Given task>
Set down, without alteration, the lines from the one that contains "pattern with a single point, one per instance." through the final line of the material below.

A run of records>
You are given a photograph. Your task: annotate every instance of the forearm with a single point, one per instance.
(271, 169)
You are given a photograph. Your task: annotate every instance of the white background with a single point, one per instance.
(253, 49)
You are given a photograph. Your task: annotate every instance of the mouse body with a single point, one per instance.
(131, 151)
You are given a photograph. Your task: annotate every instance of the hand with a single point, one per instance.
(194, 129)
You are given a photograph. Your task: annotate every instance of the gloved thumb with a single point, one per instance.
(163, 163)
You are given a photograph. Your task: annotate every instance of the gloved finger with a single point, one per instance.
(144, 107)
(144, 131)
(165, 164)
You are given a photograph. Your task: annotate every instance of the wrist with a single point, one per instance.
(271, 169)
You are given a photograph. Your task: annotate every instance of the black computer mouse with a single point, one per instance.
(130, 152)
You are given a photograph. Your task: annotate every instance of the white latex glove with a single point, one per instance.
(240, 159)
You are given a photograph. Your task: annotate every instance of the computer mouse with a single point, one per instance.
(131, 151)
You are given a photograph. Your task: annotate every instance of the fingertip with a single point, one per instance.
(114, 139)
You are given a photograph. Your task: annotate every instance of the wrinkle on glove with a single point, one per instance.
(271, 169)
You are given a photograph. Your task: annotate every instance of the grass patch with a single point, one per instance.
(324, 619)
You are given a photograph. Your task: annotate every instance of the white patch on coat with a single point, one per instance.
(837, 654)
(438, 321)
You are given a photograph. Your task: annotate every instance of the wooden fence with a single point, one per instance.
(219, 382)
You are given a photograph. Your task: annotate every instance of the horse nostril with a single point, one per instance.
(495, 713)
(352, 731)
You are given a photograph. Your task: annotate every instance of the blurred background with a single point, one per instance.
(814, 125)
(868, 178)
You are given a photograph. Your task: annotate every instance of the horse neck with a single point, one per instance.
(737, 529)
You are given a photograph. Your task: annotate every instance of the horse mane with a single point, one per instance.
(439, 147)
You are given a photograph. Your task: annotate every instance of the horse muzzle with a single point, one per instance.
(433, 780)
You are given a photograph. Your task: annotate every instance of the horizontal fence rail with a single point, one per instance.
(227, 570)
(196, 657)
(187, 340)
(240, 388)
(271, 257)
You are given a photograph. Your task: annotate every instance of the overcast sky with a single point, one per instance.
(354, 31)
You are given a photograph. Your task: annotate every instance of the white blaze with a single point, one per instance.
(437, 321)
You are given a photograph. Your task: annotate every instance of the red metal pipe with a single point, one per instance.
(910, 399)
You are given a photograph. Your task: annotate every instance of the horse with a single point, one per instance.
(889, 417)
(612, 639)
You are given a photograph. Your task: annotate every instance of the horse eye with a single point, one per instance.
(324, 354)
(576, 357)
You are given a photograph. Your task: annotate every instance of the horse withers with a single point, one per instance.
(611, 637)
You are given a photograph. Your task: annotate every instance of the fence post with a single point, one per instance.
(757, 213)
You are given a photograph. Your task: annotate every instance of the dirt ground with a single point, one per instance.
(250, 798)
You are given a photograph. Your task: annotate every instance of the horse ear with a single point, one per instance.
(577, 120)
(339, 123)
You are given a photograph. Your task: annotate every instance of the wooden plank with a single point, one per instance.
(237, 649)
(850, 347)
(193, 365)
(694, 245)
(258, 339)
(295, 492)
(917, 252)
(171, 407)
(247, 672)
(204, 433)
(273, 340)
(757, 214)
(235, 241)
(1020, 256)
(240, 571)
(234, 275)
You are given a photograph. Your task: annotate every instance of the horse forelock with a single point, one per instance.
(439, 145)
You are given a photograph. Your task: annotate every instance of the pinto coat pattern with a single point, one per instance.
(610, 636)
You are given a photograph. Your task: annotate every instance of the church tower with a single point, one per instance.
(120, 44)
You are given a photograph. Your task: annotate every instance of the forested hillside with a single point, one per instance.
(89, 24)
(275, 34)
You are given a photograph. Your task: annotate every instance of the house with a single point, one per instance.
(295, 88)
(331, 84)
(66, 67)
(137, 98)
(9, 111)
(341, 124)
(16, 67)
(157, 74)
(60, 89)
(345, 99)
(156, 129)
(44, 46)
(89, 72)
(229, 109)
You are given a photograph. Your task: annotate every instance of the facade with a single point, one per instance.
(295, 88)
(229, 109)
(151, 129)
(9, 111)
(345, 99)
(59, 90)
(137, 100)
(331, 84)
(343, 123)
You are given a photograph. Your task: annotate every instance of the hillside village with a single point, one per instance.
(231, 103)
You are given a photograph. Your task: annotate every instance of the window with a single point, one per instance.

Expected answer>
You are given a photograph. Your task: annotate every instance of the pinto coat pattern with a single point, one per instance.
(610, 636)
You are given a photograph. Your task: annotate every instance of the church tower with a single point, one per instance.
(120, 44)
You are given a photograph. Your task: annotate every instance of the forested hillside with a single point, one per instance.
(89, 24)
(275, 34)
You are given a photograph. Your task: annotate every instance of the house with a single point, one per instance.
(295, 88)
(331, 84)
(66, 67)
(137, 98)
(9, 111)
(341, 124)
(16, 67)
(157, 74)
(60, 89)
(345, 99)
(156, 129)
(44, 46)
(89, 72)
(229, 109)
You are given a photograph. Your task: annotate every instance of the facade with a single point, one per instance.
(295, 88)
(229, 109)
(151, 129)
(9, 111)
(345, 99)
(59, 90)
(137, 100)
(331, 84)
(343, 123)
You are given a photograph. Your task: annotate every instance of the hillside village with a single point, one per instance.
(231, 103)
You are given a photograph. Your task: annotate every instance of the window with a single point, one per instance.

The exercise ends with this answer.